Count the lines of the listing below that contain the string "each", treating uppercase and lowercase letters as distinct. Give only the number.

_Entries shown:_
□ □ □ □

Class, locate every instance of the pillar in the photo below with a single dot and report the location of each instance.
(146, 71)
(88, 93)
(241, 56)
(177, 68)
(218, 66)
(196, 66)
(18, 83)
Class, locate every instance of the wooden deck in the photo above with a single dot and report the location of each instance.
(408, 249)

□ □ □ □

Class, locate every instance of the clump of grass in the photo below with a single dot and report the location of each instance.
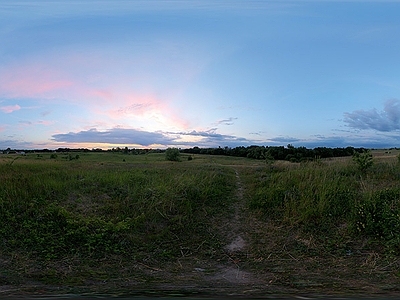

□ □ □ □

_Answer below:_ 3